__What you will do__
State how many lines of the data below contain the string "rocky", treating case as significant. Give only the number.

__Exercise inputs__
+===+

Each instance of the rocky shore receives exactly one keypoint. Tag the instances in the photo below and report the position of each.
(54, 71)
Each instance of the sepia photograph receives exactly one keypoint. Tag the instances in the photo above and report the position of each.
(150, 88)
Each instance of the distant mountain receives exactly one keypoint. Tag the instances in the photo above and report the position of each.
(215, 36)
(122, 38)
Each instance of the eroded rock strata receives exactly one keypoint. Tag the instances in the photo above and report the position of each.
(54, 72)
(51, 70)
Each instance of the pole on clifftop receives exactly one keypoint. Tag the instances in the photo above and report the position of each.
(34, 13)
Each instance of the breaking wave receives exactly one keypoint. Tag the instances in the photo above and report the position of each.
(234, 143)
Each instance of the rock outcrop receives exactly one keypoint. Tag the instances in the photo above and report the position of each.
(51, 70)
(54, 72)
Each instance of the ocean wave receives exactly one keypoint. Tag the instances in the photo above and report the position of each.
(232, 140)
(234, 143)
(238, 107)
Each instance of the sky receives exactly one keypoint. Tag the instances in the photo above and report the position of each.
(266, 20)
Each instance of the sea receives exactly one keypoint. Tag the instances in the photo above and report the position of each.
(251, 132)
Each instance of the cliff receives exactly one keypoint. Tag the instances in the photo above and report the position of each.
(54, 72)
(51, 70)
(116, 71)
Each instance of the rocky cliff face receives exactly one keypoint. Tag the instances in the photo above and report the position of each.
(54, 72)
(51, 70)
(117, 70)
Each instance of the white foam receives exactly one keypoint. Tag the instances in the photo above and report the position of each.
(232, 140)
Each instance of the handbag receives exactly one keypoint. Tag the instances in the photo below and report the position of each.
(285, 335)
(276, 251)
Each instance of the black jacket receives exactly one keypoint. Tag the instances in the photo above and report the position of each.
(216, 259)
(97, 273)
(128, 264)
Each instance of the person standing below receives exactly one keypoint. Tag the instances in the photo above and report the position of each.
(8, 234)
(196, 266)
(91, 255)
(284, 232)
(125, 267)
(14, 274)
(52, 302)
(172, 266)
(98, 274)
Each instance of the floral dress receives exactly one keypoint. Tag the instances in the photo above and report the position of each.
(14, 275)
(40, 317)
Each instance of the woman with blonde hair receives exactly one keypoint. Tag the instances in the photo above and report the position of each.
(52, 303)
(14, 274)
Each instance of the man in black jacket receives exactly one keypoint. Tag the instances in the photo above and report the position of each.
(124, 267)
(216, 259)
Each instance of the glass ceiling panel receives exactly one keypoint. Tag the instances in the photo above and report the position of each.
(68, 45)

+===+

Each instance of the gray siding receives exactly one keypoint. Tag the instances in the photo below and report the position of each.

+===+

__Result of the exercise__
2